Wskaż i przepisz, proszę, każdy wiersz z poniższego materiału, w którym występuje słowo „bare”.

#### Materiał wejściowy

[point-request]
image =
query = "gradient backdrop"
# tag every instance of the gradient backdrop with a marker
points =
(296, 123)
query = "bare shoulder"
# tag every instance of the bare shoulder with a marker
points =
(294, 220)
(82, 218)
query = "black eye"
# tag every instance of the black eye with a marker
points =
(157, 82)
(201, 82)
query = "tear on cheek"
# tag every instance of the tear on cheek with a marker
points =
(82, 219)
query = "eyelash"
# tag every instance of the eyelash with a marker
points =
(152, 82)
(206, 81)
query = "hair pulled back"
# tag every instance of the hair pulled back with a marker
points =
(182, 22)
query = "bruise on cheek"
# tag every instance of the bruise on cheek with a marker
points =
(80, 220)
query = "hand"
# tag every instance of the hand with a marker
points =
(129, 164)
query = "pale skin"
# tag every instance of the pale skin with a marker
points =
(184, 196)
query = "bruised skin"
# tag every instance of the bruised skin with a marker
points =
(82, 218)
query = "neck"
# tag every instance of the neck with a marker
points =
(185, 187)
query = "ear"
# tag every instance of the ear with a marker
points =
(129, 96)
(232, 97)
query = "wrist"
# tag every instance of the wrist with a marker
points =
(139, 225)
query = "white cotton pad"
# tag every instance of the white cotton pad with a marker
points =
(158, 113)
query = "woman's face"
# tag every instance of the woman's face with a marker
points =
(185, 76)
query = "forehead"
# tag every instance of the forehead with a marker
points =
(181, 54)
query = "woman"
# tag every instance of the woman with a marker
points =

########
#### Materiał wejściowy

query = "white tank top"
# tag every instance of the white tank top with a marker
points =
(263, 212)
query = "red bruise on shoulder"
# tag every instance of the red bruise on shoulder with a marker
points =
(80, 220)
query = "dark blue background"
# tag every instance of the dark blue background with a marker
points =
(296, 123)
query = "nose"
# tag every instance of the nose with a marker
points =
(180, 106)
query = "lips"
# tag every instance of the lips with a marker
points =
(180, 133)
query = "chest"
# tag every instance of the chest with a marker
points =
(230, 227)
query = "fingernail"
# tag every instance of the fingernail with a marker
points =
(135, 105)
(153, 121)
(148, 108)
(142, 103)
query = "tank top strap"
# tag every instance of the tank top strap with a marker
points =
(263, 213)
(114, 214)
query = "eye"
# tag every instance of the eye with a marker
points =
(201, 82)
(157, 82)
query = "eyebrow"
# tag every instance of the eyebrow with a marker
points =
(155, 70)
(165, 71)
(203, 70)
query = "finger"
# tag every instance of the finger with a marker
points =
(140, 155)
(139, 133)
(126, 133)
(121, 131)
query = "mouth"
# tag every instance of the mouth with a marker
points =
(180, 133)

########
#### Materiał wejściowy

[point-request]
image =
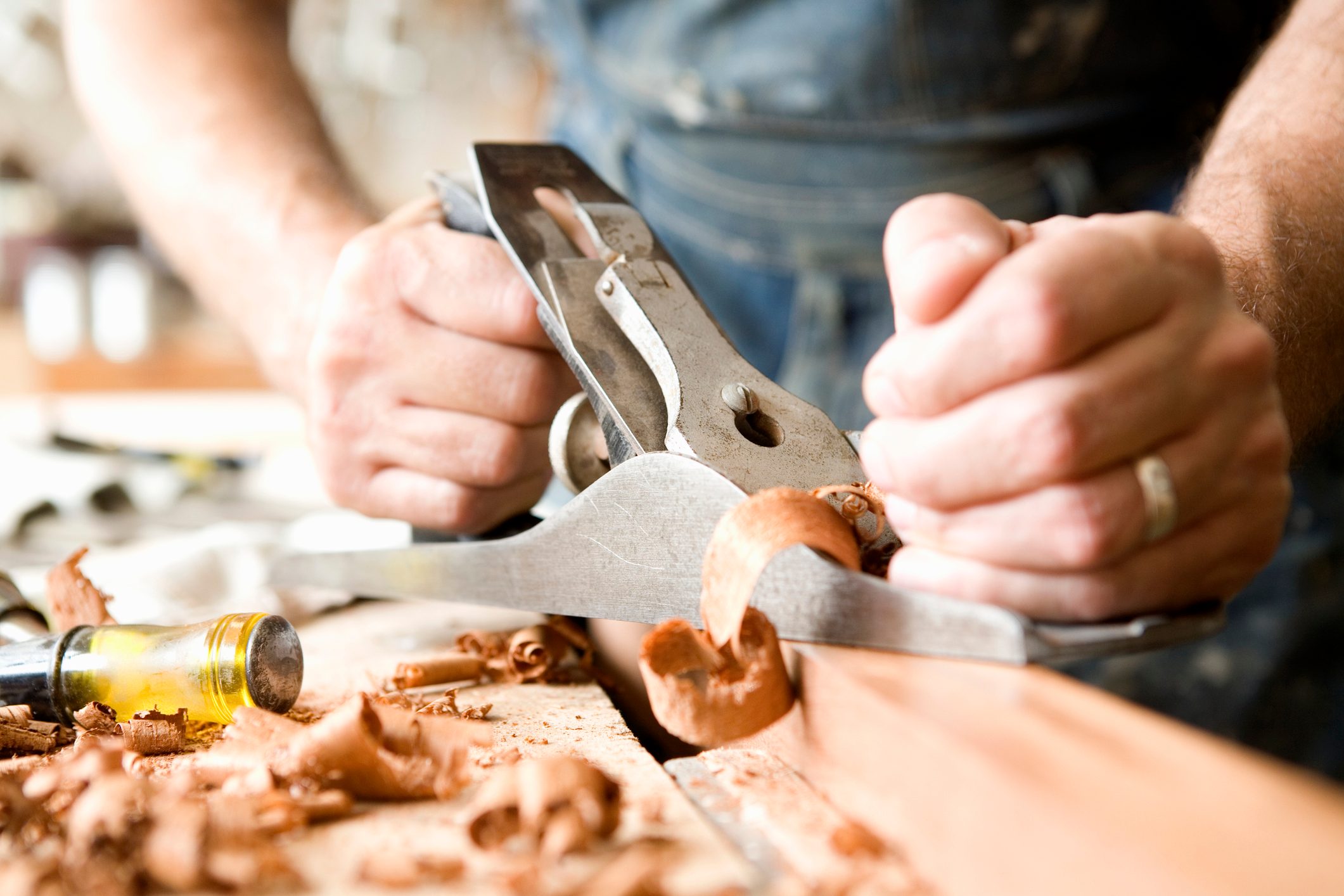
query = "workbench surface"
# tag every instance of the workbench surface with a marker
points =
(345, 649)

########

Rozwiązanie:
query = "bare shoulder"
# tag every instance of the bare shoulder with a marker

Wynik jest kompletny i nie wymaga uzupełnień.